◆ **GOAL**: Please report every line of the material below that contains the word "blue".
— Start RECORDS FOR THIS EXERCISE —
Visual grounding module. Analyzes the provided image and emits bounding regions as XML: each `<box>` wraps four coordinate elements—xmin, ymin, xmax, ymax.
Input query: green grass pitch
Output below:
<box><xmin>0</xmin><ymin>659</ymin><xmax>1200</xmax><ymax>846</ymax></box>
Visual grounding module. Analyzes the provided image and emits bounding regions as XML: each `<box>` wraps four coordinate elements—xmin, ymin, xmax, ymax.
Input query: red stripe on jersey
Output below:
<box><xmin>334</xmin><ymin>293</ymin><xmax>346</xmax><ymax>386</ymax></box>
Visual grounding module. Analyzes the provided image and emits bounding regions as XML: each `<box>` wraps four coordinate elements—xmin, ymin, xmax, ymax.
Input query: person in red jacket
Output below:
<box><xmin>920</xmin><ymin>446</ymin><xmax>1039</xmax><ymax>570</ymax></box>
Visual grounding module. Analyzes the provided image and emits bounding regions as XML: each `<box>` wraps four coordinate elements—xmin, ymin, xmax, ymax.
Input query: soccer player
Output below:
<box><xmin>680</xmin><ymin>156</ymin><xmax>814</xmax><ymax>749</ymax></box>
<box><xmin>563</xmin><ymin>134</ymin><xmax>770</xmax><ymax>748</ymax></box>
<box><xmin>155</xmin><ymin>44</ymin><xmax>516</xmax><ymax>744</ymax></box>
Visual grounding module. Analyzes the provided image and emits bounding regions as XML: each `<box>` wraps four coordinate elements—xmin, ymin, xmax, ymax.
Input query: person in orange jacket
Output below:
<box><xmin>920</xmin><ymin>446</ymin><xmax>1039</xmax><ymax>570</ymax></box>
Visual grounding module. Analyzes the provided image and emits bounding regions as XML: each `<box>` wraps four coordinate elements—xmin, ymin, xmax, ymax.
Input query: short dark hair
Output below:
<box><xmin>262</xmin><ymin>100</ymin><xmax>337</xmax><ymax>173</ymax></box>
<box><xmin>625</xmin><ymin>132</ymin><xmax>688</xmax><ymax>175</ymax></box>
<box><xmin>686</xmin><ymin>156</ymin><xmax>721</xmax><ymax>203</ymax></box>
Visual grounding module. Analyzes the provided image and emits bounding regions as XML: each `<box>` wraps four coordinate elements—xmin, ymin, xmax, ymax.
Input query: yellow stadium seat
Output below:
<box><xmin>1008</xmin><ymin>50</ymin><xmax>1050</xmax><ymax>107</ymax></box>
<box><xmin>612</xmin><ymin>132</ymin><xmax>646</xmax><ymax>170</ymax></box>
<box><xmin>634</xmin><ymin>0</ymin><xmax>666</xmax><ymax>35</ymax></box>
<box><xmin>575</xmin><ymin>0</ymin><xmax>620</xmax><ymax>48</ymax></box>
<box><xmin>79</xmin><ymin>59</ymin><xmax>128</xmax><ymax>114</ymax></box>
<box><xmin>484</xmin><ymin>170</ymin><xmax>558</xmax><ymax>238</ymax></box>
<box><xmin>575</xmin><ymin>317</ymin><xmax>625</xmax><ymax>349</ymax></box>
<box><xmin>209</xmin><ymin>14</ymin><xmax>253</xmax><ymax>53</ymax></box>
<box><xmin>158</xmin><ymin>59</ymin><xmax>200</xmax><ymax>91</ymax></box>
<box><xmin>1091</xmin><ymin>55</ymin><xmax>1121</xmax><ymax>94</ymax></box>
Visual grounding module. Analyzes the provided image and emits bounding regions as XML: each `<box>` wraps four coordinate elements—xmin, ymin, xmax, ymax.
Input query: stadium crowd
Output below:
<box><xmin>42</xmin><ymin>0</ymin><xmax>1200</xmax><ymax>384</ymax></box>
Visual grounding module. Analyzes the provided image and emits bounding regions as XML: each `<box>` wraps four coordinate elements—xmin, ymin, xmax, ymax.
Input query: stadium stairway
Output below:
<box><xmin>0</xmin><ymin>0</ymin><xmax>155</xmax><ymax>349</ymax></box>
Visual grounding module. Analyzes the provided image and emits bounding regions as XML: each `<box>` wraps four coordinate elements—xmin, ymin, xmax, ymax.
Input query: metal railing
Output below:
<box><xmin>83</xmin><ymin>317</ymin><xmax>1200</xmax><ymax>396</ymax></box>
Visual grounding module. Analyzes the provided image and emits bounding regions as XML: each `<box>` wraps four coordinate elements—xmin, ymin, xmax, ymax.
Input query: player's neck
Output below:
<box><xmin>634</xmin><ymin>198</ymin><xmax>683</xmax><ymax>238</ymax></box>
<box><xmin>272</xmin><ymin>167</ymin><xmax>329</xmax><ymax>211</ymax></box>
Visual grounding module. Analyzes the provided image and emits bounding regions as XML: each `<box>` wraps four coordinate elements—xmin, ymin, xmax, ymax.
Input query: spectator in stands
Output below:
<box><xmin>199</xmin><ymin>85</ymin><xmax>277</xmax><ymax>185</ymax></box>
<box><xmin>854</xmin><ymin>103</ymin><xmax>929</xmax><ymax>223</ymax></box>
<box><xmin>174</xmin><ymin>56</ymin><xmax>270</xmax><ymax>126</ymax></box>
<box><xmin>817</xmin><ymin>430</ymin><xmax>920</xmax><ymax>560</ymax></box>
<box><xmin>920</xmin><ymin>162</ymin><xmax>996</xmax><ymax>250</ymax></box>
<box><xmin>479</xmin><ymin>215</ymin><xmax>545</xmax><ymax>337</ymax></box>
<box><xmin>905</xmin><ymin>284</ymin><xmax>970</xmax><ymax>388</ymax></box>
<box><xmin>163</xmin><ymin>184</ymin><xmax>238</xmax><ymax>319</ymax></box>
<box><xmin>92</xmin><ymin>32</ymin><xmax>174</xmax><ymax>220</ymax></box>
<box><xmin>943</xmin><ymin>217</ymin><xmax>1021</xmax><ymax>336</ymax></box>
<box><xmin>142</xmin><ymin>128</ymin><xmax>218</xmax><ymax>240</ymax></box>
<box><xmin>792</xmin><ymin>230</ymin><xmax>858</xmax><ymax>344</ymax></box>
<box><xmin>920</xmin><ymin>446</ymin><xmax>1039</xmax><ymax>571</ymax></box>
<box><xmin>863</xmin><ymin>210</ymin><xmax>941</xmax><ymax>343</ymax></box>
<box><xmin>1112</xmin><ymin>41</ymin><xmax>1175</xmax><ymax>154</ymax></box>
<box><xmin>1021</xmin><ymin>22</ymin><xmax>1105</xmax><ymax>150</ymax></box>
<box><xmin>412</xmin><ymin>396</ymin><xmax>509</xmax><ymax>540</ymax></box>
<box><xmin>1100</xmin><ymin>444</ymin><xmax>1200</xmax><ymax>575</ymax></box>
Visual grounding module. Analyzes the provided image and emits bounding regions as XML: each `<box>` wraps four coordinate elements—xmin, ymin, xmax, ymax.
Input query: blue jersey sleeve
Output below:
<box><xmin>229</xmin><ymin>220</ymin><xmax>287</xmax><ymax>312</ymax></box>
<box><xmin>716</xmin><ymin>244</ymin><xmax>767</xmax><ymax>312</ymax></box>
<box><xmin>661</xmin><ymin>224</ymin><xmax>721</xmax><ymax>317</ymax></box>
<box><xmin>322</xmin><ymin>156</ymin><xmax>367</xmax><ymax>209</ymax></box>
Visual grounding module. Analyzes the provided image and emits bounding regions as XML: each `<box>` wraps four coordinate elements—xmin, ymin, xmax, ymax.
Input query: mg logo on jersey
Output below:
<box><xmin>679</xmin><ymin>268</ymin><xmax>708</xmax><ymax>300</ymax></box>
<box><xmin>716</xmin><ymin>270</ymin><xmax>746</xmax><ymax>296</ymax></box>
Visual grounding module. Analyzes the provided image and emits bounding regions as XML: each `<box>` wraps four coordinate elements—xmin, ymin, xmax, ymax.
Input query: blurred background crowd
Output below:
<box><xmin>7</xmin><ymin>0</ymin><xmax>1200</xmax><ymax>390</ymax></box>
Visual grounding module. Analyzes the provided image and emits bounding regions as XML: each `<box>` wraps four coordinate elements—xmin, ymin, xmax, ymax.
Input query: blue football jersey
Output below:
— End RECORDS FOR THIS EXERCISE —
◆ **OUTPUT BELOW**:
Input query: blue jersey sleeve
Input query: blue football jersey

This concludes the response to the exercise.